> AIM:
Copy the items word for word, starting at the line containing "out the flag" and continuing through the last line of the items.
Begin RAW DATA
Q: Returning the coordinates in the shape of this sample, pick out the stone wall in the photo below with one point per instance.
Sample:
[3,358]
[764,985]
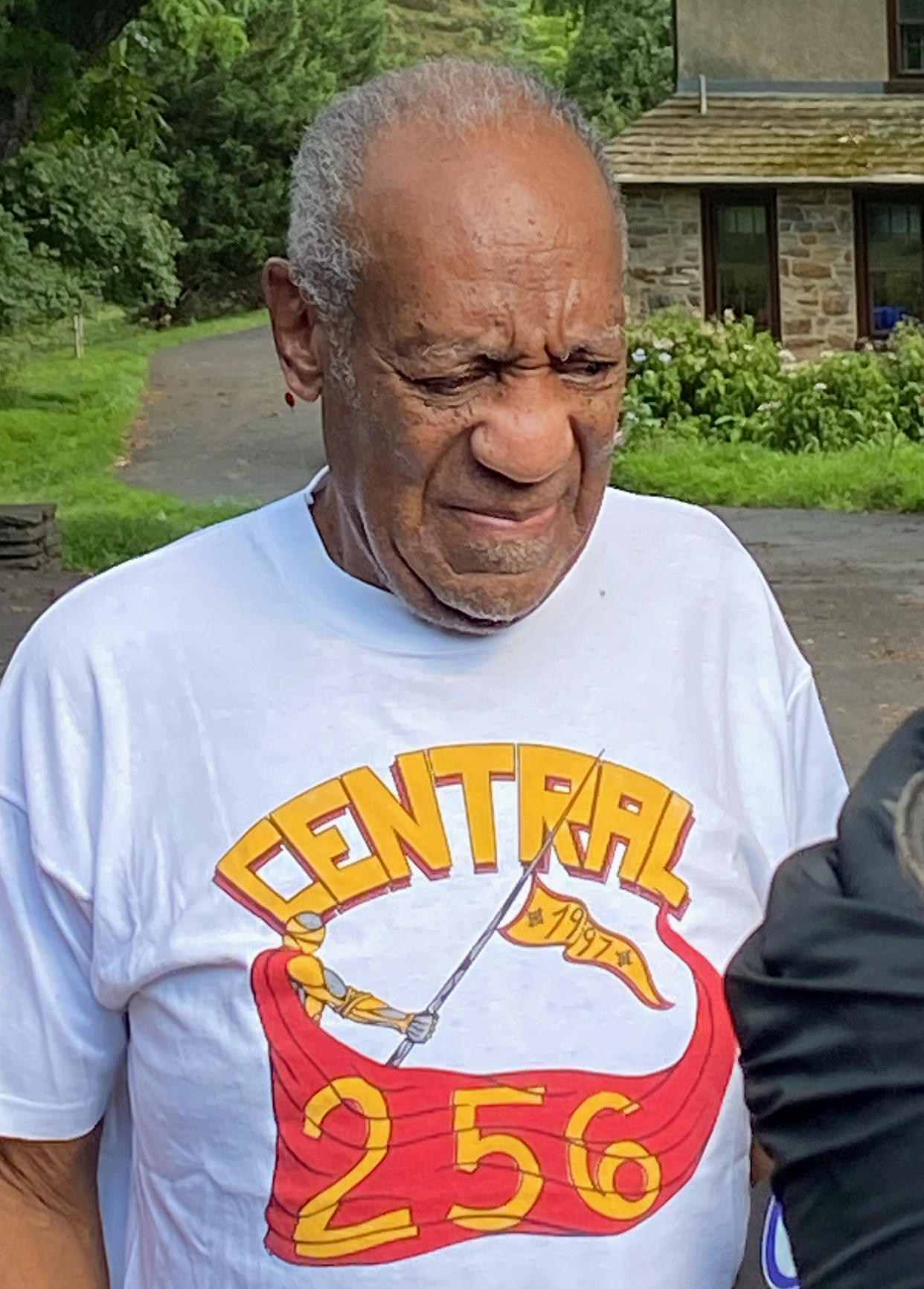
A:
[665,249]
[818,278]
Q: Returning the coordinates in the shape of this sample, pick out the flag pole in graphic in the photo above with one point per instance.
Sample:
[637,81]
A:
[463,968]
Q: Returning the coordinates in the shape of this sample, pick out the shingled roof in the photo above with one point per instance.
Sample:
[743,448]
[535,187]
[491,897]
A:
[851,138]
End RAW DATA
> CORRECT OUTPUT:
Q: Returning the coordinates in the shape of this sample, pick out the flag pole in graphic in the photo above with one point per instance.
Sample:
[637,81]
A:
[463,968]
Q: Returning the coordinates in the shape of this sample, pick out the shingled roof in the photo above with one point per instance.
Sample:
[743,448]
[535,187]
[491,897]
A:
[851,138]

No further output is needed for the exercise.